# TASK PROMPT:
Scan the records for the word "below". Copy each line that includes it.

# DATA SHOWN:

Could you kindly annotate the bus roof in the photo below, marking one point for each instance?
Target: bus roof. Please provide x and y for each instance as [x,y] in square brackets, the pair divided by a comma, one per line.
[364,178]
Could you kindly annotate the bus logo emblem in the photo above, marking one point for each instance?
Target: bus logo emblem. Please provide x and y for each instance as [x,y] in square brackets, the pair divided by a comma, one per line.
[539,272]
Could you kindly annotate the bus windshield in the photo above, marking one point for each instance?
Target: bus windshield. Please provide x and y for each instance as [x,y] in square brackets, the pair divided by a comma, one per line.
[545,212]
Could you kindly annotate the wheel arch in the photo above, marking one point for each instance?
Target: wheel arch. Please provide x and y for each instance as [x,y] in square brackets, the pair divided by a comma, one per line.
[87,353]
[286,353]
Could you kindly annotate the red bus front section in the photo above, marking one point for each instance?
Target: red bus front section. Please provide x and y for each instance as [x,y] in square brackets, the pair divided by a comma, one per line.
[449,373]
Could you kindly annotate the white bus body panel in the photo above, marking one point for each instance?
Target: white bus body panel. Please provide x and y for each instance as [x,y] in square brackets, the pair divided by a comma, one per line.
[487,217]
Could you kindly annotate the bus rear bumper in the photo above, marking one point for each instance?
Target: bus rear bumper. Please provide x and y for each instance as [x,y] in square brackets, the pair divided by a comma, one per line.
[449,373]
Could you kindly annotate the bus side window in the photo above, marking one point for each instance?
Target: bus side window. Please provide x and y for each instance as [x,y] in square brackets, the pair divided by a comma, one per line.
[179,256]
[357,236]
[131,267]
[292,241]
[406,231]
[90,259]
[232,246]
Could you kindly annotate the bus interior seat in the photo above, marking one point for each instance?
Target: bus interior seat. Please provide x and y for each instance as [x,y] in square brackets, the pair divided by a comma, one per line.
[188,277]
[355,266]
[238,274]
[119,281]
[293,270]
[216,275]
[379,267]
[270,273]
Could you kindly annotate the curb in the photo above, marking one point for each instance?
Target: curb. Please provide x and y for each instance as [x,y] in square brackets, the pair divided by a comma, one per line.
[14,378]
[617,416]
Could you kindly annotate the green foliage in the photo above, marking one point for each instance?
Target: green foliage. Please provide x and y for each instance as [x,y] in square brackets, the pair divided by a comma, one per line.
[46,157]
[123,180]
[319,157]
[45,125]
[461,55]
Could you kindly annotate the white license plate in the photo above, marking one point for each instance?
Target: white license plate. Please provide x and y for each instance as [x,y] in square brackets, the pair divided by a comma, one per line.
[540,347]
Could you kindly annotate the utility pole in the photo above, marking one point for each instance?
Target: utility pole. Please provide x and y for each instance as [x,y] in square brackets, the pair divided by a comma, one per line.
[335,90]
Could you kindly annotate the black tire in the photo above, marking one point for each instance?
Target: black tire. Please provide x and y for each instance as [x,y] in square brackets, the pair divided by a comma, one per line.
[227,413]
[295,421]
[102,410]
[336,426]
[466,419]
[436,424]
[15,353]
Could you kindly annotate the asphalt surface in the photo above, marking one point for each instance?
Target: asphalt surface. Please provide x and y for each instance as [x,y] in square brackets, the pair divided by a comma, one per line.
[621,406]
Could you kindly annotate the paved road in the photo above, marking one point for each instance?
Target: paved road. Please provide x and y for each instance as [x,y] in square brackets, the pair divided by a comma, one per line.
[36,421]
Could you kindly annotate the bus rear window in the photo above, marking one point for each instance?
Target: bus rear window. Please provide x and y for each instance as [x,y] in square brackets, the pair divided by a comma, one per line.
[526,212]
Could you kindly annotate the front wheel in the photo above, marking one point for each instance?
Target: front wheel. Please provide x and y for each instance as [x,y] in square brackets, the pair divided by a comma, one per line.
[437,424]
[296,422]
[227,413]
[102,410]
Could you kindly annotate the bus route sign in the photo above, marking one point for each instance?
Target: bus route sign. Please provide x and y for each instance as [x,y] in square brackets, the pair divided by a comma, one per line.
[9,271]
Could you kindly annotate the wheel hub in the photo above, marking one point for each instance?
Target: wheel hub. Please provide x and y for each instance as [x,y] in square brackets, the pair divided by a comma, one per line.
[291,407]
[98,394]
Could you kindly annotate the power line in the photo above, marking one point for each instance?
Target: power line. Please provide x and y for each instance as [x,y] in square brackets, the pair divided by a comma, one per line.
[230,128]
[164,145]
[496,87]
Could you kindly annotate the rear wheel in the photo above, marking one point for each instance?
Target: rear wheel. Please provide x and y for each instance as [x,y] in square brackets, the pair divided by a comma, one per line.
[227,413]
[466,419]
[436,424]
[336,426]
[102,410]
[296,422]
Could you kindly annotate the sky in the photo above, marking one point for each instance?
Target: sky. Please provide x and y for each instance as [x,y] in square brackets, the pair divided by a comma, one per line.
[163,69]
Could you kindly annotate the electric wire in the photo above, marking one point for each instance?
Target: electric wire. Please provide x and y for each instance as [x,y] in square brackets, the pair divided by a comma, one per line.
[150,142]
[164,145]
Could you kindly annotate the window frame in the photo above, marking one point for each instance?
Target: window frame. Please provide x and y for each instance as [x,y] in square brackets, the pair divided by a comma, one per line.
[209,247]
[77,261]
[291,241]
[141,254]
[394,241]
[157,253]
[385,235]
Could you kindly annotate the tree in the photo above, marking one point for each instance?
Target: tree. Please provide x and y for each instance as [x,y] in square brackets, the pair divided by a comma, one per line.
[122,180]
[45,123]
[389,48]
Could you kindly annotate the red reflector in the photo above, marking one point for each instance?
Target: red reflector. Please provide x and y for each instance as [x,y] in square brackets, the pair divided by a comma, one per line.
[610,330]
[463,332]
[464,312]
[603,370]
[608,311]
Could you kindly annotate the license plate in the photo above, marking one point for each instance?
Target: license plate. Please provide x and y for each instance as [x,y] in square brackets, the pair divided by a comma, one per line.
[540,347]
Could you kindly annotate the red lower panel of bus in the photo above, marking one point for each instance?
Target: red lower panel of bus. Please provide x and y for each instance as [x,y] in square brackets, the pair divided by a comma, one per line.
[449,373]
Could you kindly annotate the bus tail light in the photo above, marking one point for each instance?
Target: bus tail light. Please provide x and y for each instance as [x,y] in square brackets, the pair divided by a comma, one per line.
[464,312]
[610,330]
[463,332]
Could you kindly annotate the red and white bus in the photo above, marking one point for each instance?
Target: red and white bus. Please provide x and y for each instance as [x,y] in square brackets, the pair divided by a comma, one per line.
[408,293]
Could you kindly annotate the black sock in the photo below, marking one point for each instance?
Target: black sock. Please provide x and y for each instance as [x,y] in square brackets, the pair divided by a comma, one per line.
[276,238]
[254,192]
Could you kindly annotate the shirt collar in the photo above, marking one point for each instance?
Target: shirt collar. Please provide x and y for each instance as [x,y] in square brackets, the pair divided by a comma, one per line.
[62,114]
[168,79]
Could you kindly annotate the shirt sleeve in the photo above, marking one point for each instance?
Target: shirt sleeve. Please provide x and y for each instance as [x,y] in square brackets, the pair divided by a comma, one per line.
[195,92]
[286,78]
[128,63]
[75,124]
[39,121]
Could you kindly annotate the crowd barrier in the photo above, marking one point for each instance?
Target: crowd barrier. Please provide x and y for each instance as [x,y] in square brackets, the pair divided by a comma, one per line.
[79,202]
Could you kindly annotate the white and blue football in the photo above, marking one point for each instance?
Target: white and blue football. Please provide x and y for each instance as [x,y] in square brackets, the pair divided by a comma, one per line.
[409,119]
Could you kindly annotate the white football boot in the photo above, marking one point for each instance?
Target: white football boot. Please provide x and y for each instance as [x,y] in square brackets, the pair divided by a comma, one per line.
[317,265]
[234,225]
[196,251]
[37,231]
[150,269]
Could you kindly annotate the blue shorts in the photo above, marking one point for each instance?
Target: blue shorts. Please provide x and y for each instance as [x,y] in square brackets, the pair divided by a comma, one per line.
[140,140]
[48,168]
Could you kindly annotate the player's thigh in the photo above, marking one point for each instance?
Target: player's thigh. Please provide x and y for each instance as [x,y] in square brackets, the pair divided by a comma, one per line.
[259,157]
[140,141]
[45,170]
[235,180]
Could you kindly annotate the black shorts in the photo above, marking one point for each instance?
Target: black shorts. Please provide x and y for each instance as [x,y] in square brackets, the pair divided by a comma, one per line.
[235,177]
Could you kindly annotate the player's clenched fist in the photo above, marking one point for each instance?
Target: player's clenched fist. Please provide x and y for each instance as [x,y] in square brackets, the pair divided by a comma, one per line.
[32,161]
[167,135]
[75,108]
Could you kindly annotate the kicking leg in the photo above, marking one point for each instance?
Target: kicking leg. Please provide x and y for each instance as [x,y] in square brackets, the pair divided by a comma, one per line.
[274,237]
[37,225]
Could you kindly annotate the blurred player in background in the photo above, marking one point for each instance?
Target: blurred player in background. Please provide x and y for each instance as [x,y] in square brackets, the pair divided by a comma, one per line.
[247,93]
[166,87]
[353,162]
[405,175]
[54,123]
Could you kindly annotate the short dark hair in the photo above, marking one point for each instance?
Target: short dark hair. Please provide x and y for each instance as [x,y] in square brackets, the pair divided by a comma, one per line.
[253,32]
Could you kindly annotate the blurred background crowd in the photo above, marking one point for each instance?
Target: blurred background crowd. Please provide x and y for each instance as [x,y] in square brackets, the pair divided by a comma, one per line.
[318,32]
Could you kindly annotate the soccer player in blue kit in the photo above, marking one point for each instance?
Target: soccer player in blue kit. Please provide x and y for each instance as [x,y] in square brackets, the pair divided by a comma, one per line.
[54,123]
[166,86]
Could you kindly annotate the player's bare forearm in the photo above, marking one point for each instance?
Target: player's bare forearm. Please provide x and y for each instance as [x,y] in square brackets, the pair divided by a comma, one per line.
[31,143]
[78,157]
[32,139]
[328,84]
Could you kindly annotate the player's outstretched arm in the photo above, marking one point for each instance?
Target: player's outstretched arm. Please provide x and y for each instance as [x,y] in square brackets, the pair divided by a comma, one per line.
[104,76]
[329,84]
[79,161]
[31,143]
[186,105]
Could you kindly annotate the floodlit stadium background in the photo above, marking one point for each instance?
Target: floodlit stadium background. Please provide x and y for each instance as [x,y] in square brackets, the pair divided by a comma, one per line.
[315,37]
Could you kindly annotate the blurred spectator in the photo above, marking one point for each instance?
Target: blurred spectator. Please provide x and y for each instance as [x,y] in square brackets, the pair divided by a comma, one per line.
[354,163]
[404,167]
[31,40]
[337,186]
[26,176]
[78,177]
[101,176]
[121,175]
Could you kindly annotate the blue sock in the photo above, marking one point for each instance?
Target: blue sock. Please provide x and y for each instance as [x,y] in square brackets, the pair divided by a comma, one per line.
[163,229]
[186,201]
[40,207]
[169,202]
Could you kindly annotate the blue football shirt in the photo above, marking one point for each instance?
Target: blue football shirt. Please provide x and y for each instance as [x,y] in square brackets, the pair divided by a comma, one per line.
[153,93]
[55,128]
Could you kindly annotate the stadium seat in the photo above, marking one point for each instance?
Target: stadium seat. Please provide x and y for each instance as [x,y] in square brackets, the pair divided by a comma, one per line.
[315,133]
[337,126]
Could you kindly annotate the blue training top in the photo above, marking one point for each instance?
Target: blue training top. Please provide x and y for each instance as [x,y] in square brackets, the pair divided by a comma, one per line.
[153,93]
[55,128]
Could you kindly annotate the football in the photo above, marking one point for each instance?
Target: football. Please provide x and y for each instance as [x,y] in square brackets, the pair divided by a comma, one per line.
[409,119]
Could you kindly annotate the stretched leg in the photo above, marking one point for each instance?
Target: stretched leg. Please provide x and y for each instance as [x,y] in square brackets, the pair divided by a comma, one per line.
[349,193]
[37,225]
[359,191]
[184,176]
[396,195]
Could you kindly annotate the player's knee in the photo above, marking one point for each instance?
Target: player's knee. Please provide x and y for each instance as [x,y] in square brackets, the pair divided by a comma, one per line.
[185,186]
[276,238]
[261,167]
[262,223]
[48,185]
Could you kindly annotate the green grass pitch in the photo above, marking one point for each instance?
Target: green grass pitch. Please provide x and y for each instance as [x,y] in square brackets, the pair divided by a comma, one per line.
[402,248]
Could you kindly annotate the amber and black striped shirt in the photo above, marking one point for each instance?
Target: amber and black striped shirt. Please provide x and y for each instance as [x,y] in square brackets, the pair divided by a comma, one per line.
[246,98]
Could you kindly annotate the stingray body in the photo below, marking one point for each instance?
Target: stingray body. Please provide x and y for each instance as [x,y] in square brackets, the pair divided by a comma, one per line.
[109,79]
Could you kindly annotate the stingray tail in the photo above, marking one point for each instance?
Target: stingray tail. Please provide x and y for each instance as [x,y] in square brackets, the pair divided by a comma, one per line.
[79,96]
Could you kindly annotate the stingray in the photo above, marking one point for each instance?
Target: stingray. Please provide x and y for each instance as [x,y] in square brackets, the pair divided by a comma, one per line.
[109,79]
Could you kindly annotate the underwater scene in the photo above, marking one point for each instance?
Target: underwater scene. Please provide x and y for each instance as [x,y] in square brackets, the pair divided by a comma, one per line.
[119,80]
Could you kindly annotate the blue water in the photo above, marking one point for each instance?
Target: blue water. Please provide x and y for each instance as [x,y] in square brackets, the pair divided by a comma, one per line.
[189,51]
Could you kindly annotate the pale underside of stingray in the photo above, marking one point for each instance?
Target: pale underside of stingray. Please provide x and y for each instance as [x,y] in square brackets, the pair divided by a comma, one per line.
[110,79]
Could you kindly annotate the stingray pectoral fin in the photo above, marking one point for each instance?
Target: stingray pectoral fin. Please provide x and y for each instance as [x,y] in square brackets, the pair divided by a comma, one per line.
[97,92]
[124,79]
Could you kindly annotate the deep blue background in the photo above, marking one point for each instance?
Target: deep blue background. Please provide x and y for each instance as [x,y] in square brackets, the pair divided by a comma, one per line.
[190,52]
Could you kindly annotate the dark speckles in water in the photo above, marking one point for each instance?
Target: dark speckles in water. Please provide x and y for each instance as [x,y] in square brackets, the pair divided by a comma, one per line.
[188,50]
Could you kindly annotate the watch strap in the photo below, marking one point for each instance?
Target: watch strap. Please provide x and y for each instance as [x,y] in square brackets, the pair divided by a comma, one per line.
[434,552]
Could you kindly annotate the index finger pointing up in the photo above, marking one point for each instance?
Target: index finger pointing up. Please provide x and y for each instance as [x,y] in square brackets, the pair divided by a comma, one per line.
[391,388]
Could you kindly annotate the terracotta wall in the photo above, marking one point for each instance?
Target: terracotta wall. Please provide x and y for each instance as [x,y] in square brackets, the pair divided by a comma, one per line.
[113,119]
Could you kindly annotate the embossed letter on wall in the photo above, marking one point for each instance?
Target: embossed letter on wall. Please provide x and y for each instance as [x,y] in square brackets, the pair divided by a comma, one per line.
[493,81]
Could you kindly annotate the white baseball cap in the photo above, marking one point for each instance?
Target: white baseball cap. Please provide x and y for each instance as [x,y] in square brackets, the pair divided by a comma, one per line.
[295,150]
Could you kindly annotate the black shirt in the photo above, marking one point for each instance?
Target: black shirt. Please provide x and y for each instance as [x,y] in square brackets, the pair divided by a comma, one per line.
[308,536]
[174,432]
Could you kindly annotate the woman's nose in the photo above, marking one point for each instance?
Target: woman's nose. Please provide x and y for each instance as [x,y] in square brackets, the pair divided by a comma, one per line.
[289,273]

# RESULT OF THE EXERCISE:
Could you kindly annotate the bus roof in the photo below, marking one point for each instance?
Could you kindly annotate the black sock in the photo below, marking one point for each instance?
Could you kindly annotate the stingray body in the photo below, marking one point for each instance?
Could you kindly annotate the watch strap in the photo below, marking one point for each instance?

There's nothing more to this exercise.